**ACTIVITY:**
Only the final stretch of the data is wanted: reproduce the line containing "Target: water reflection" and each line after it, exactly.
_ _ _
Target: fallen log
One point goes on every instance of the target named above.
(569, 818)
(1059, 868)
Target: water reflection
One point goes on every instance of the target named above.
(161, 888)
_ _ _
**SOLUTION BELOW:**
Target: water reflection
One point goes on every instance of the target named above.
(161, 888)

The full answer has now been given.